What needs to be done:
Reproduce verbatim the lines of the material below, starting at the line with "Drop one point per instance of the step" and ending at the line with "Drop one point per instance of the grey", both inclusive; skip the rest.

Recorded data:

· · · · ·

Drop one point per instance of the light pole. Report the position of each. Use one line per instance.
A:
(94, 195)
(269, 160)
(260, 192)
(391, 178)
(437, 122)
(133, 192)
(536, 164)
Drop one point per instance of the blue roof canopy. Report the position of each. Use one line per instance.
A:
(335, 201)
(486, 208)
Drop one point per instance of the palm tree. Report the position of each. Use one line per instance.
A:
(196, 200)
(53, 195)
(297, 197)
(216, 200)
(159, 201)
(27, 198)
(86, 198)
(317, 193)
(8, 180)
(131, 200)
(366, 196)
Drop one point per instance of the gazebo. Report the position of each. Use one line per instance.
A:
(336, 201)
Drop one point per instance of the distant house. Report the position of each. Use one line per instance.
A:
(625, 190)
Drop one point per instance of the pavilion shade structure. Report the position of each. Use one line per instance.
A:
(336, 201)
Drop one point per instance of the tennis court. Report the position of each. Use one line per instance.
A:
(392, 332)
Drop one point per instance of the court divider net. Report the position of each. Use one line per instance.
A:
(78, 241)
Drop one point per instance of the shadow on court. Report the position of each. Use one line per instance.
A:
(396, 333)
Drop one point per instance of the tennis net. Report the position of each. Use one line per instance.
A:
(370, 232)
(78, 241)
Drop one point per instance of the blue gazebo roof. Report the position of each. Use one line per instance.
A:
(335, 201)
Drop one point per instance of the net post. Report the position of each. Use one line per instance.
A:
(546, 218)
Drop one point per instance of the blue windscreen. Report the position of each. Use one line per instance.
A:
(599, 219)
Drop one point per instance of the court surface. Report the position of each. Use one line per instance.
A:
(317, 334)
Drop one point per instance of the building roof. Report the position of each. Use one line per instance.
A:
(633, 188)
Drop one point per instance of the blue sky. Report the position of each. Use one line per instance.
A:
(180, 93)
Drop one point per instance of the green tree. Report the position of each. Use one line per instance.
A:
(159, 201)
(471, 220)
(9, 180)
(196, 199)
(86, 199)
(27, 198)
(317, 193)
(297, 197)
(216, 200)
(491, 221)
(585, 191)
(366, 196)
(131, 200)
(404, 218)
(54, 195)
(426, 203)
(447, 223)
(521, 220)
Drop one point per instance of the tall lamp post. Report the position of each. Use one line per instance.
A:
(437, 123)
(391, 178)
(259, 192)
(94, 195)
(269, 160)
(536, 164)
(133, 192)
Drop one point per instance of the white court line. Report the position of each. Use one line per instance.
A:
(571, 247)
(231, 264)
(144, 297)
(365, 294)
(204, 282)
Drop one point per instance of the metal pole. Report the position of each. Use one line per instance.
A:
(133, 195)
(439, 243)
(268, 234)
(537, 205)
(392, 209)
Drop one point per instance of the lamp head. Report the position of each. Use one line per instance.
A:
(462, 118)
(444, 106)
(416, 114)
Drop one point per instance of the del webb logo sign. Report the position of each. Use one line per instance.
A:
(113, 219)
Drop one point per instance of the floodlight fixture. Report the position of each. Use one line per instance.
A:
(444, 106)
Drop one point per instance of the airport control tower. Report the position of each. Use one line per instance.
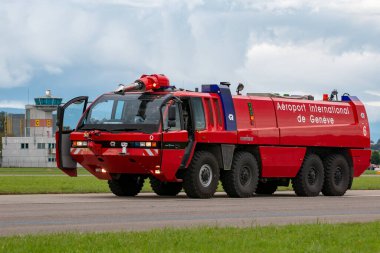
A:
(37, 148)
(40, 120)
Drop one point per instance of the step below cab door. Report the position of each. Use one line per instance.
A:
(68, 116)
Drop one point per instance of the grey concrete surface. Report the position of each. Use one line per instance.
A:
(46, 213)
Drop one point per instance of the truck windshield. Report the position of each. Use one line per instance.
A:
(129, 112)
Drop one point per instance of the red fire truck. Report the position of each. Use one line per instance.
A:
(192, 140)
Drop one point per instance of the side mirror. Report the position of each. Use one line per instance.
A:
(172, 116)
(59, 115)
(239, 88)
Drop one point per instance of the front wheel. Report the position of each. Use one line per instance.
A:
(202, 177)
(126, 185)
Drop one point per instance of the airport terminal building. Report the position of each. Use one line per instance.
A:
(35, 144)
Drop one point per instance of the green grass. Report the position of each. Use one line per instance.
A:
(291, 238)
(370, 172)
(51, 180)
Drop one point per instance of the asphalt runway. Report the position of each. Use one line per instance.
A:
(46, 213)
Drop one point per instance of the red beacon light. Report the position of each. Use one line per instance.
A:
(146, 83)
(154, 82)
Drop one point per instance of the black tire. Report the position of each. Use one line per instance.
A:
(165, 188)
(202, 177)
(241, 181)
(309, 179)
(126, 185)
(337, 176)
(267, 188)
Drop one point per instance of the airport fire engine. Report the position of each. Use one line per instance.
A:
(191, 140)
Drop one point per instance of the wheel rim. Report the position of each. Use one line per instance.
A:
(312, 176)
(205, 175)
(245, 176)
(338, 176)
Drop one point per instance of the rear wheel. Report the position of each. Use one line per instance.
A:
(337, 176)
(241, 181)
(310, 177)
(266, 188)
(202, 177)
(126, 185)
(165, 188)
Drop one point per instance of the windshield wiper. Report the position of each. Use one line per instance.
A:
(128, 130)
(94, 128)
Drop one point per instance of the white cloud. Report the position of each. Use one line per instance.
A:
(309, 67)
(53, 69)
(374, 93)
(12, 104)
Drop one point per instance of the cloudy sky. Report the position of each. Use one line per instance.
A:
(87, 47)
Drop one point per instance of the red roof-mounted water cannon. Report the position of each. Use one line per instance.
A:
(145, 83)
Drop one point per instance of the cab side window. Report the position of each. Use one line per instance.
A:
(198, 112)
(166, 119)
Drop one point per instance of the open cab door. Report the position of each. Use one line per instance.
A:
(174, 141)
(68, 116)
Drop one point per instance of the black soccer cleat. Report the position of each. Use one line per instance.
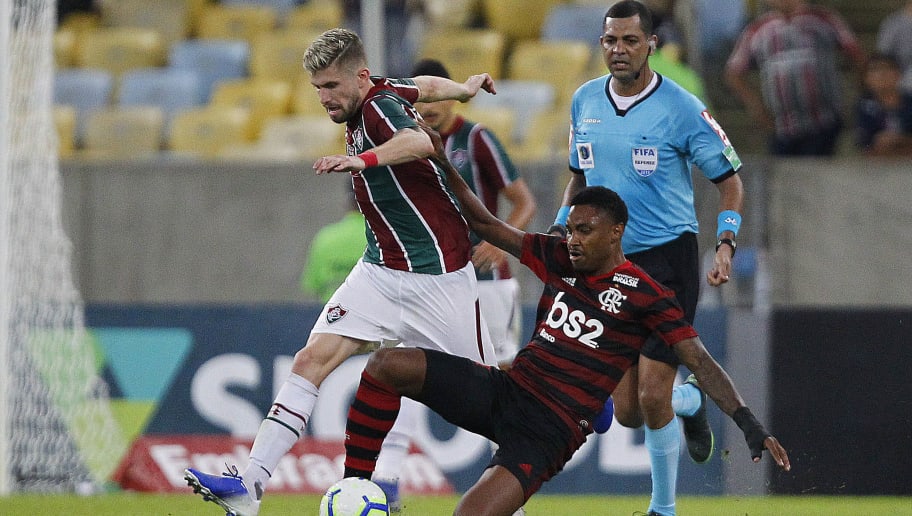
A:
(697, 432)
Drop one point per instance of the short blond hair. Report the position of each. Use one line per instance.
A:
(334, 46)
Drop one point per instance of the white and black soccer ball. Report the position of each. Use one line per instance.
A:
(354, 497)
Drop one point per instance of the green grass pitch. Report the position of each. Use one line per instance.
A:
(135, 504)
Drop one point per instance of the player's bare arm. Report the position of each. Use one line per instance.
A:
(731, 197)
(433, 89)
(406, 145)
(482, 221)
(716, 383)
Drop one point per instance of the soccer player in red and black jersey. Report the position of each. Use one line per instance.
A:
(596, 312)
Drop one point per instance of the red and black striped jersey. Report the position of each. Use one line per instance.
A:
(589, 330)
(412, 218)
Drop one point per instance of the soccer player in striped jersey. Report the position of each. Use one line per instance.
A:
(414, 285)
(596, 312)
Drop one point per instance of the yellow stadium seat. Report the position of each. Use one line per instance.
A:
(171, 18)
(466, 52)
(65, 124)
(278, 54)
(124, 132)
(242, 22)
(517, 19)
(563, 64)
(207, 131)
(118, 49)
(315, 15)
(263, 98)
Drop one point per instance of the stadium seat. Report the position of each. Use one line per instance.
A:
(281, 7)
(498, 120)
(85, 89)
(517, 19)
(206, 131)
(169, 89)
(451, 14)
(118, 49)
(315, 15)
(563, 64)
(128, 132)
(65, 124)
(263, 98)
(241, 22)
(546, 138)
(278, 54)
(525, 98)
(310, 136)
(466, 52)
(304, 99)
(170, 18)
(214, 60)
(574, 22)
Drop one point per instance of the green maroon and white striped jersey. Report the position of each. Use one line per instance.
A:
(485, 166)
(413, 222)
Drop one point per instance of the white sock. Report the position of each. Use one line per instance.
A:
(685, 400)
(281, 429)
(396, 445)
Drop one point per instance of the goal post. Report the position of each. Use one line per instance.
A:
(57, 430)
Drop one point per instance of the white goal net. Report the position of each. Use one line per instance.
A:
(57, 432)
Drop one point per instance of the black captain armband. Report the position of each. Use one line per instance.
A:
(754, 433)
(728, 241)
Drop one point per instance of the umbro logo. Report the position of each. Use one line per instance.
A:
(334, 313)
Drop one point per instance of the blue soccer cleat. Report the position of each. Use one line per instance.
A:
(697, 432)
(603, 422)
(227, 490)
(391, 490)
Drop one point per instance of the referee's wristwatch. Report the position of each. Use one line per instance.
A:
(728, 241)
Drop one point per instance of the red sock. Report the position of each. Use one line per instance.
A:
(370, 418)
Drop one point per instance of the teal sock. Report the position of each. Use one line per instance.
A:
(685, 400)
(664, 446)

· · · · ·

Completed task:
Drop one point per instance of the step below cab door. Report the position of each. Use one line per instance.
A:
(68, 116)
Drop one point per instance of the grey concrete surface. Report the position of each. Use one line per instance.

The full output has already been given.